Replies: 13 comments 1 reply
-
Although the references are interesting and the concept probably worth pursuing, it's not at all obvious this will give you the kind of speed-up that will negate the bulk of complaints. Do the obvious experiment - remove all synchronization on the database. You get maybe a 1% improvement in performance. Doesn't contradict your contentions, but doesn't solve the problem either. |
Beta Was this translation helpful? Give feedback.
-
If you do the obvious test and don't end up with a corrupted database, then I would think that nothing is actually running in parallel. This is a stupid rough estimate but at least 85% of code executing in ghidra is accessing the database. It is impossible not to have a contended lock and I think this would be difficult to measure. The average time slot is something around 10ms I think. So for things that were already going pretty fast the difference would be negligible for things that were slow it could be much higher. I'm falling asleep so I apologize if what I said doesn't make sense or is incoherent. Regardless I know it can do better. I've written proprietary code that parsed something like 7GB of dwarf (gtk webkit debug elf) in around 30 seconds but yet it would take ghidra forever and eat a ton of memory. This really isn't a fair comparison but my point is that something is wrong. |
Beta Was this translation helpful? Give feedback.

» **Location annotation dataset excerpts**:
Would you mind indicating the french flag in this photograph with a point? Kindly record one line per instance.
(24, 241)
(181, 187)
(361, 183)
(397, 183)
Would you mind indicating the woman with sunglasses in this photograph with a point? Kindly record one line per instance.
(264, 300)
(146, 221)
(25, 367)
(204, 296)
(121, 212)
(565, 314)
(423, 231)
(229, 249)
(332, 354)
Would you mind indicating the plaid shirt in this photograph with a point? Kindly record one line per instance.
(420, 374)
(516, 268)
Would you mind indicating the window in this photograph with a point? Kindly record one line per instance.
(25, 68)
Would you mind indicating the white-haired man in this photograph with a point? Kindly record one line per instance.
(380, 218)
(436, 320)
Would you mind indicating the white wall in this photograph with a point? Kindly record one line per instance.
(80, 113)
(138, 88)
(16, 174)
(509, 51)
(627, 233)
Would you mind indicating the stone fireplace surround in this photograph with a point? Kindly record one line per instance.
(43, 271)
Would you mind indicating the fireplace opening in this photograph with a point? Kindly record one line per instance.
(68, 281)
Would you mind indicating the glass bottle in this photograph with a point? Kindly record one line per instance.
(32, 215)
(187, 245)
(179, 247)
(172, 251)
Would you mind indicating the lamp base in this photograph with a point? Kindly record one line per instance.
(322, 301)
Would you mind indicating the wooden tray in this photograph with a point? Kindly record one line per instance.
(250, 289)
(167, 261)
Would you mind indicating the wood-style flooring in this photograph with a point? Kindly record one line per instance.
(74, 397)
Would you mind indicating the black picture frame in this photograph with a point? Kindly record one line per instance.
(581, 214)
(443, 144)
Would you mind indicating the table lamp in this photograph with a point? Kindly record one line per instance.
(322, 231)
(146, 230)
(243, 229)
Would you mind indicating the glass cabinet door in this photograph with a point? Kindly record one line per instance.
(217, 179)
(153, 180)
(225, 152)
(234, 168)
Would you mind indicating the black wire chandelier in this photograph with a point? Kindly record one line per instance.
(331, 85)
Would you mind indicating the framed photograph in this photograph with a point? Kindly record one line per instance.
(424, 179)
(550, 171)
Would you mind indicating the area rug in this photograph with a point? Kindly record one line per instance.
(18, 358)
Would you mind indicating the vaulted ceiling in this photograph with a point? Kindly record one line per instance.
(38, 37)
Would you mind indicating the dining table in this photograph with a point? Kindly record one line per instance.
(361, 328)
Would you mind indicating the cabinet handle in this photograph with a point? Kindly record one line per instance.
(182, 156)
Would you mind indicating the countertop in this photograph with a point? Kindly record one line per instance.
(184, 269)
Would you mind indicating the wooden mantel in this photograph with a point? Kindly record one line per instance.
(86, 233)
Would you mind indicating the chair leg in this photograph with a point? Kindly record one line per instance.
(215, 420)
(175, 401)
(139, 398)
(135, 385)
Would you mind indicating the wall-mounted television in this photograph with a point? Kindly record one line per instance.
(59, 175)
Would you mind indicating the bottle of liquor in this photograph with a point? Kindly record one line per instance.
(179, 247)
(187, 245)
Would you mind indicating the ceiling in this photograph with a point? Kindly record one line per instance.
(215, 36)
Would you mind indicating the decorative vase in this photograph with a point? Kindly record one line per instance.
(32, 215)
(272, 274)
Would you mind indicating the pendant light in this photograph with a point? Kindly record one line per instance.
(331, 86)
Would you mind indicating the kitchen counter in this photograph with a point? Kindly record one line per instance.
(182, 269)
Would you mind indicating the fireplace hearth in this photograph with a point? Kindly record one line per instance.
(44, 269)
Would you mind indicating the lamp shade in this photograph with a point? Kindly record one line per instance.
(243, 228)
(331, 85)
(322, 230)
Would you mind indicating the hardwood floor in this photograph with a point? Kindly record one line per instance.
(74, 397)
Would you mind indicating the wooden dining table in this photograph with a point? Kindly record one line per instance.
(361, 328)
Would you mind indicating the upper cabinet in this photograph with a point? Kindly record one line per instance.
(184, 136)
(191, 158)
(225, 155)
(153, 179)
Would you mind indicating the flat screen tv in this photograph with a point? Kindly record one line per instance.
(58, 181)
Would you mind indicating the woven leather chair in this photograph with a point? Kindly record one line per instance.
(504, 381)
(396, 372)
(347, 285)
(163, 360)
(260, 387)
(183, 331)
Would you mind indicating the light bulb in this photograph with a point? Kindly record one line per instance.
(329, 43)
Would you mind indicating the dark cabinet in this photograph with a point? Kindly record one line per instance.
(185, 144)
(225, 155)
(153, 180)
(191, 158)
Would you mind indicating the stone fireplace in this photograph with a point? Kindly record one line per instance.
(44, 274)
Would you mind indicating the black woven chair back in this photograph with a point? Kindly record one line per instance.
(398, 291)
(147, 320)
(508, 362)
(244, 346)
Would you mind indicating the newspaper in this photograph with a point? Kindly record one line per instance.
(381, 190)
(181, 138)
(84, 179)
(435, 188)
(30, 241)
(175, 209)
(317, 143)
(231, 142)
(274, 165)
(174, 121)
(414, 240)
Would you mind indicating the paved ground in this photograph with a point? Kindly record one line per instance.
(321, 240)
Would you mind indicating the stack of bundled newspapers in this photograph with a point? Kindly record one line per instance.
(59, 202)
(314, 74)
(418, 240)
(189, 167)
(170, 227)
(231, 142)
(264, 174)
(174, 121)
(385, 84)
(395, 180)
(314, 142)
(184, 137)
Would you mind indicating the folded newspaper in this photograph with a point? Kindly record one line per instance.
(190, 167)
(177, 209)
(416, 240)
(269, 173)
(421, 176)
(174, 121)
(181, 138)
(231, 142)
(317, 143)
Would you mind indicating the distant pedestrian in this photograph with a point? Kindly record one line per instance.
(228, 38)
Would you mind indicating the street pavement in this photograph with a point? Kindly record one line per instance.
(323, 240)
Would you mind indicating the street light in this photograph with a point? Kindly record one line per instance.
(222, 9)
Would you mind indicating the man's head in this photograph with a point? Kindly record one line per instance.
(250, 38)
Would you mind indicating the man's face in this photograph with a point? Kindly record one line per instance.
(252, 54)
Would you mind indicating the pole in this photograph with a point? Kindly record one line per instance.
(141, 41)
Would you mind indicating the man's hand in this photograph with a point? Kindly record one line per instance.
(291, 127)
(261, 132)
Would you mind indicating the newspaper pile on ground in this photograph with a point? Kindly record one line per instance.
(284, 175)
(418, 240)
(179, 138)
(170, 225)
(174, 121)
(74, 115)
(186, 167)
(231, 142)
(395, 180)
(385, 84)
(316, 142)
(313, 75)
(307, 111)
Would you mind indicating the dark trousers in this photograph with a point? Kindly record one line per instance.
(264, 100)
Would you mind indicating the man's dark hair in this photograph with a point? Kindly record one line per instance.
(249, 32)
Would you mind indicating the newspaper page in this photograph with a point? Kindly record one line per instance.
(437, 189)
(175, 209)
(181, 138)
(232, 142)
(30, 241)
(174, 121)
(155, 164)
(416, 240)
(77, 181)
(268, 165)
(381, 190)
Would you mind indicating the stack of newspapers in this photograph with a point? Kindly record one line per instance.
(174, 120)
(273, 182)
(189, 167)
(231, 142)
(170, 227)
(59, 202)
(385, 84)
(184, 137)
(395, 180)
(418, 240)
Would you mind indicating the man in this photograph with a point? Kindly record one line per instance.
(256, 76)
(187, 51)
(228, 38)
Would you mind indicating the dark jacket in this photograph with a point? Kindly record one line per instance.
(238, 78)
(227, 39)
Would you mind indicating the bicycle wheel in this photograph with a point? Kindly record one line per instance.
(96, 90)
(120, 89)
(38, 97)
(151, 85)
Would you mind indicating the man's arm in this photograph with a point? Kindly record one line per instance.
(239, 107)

» **WRITTEN TASK 1**: Condense the paragraph of the Ghidra performance thread that begins "Although the references are interesting" into a short bulleted list that keeps its main points.
» **WRITTEN TASK 2**: Rewrite the entries as a numbered list, starting at the line that contains "Would you mind indicating the man's face" and ending with the last line of the entries.
The thread and the entries have nothing to do with each other.

» **RESPONSE 1**:
- The references are interesting, and the concept is probably worth pursuing.
- It's not obvious that it will bring enough of a speed-up to negate most complaints.
- The obvious experiment is to remove all synchronization on the database.
- That gives maybe a 1% performance improvement.
- This doesn't contradict the contentions, but it doesn't solve the problem either.

» **RESPONSE 2**:
1. Would you mind indicating the man's face in this photograph with a point? Kindly record one line per instance.
2. (252, 54)
3. Would you mind indicating the pole in this photograph with a point? Kindly record one line per instance.
4. (141, 41)
5. Would you mind indicating the man's hand in this photograph with a point? Kindly record one line per instance.
6. (291, 127)
7. (261, 132)
8. Would you mind indicating the newspaper pile on ground in this photograph with a point? Kindly record one line per instance.
9. (284, 175)
10. (418, 240)
11. (179, 138)
12. (170, 225)
13. (174, 121)
14. (74, 115)
15. (186, 167)
16. (231, 142)
17. (395, 180)
18. (385, 84)
19. (316, 142)
20. (313, 75)
21. (307, 111)
22. Would you mind indicating the dark trousers in this photograph with a point? Kindly record one line per instance.
23. (264, 100)
24. Would you mind indicating the man's dark hair in this photograph with a point? Kindly record one line per instance.
25. (249, 32)
26. Would you mind indicating the newspaper page in this photograph with a point? Kindly record one line per instance.
27. (437, 189)
28. (175, 209)
29. (181, 138)
30. (232, 142)
31. (30, 241)
32. (174, 121)
33. (155, 164)
34. (416, 240)
35. (77, 181)
36. (268, 165)
37. (381, 190)
38. Would you mind indicating the stack of newspapers in this photograph with a point? Kindly record one line per instance.
39. (174, 120)
40. (273, 182)
41. (189, 167)
42. (231, 142)
43. (170, 227)
44. (59, 202)
45. (385, 84)
46. (184, 137)
47. (395, 180)
48. (418, 240)
49. Would you mind indicating the man in this photograph with a point? Kindly record one line per instance.
50. (256, 76)
51. (187, 51)
52. (228, 38)
53. Would you mind indicating the dark jacket in this photograph with a point? Kindly record one line per instance.
54. (238, 78)
55. (227, 39)
56. Would you mind indicating the bicycle wheel in this photograph with a point? Kindly record one line per instance.
57. (96, 90)
58. (120, 89)
59. (38, 97)
60. (151, 85)
61. Would you mind indicating the man's arm in this photograph with a point? Kindly record one line per instance.
62. (239, 107)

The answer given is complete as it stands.